■ SUPPLIED TEXT ■
###

Many have heard that they can switch out their phone's SIM card--the Subscriber Identity Module, or tiny smart card that identifies a phone and its subscriber--for a local one, but they weren't sure what this entailed. A phone that would work on foreign mobile networks and an impending trip to the U.K. made it an ideal time for me to give it a try.

Here's what I found: Using an alternative SIM card for your phone while traveling can be cheap and easy, but there are some tricky negotiations along the way.

Step 1: Getting the mysterious unlock code
Persuading your phone network carrier to give you the unlock code to your cell phone may be the most difficult part of the entire process.

The code is a number entered into U.S. phones to allow a SIM card from a third-party carrier to work with your cell phone. Internet message boards are full of complaints about carriers withholding codes along with offers of software or services for unlocking. But I also found a number of postings from people who said they got the code from their carrier simply by asking.

I called AT&T as a customer and explained my situation: I was going to the U.K. for one week, and would like to avoid high roaming fees by using a local SIM card. I explained that I had no wish to permanently change carriers, as I had a two-year contract and was happy with their service. Could I please have the unlock code for my phone?

I was met with a little reluctance. The first customer service representative told me this would require her to "submit a case" for getting the unlock code and that once approved it could take up to a week for the "unlock code team" to figure out the code for my particular phone. Her supervisor then tried to sell me an international plan that would reduce the usual $1.29 per-minute charge to "only" 99 cents per minute. I promptly declined. He then told me that it could take a week to get the code because it must be sent from the manufacturer.

I had already learned from AT&T's public relations team via another reporter that retrieving the unlock code merely involves looking up the manufacturer's corresponding unlock code for a particular phone's IMEI (serial number). They also said that the process should not take a week.

###

■ DATASET EXCERPT ■
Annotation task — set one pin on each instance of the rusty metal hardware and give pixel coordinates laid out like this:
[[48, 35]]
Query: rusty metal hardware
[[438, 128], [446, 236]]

###

■ SET PROBLEM ■
In the article above about using a local SIM card abroad, write out the passage from "I was met with" up to and including "from the manufacturer.", switching "supervisor" to "manager".

■ OUTPUT OF THE TASK ■
I was met with a little reluctance. The first customer service representative told me this would require her to "submit a case" for getting the unlock code and that once approved it could take up to a week for the "unlock code team" to figure out the code for my particular phone. Her manager then tried to sell me an international plan that would reduce the usual $1.29 per-minute charge to "only" 99 cents per minute. I promptly declined. He then told me that it could take a week to get the code because it must be sent from the manufacturer.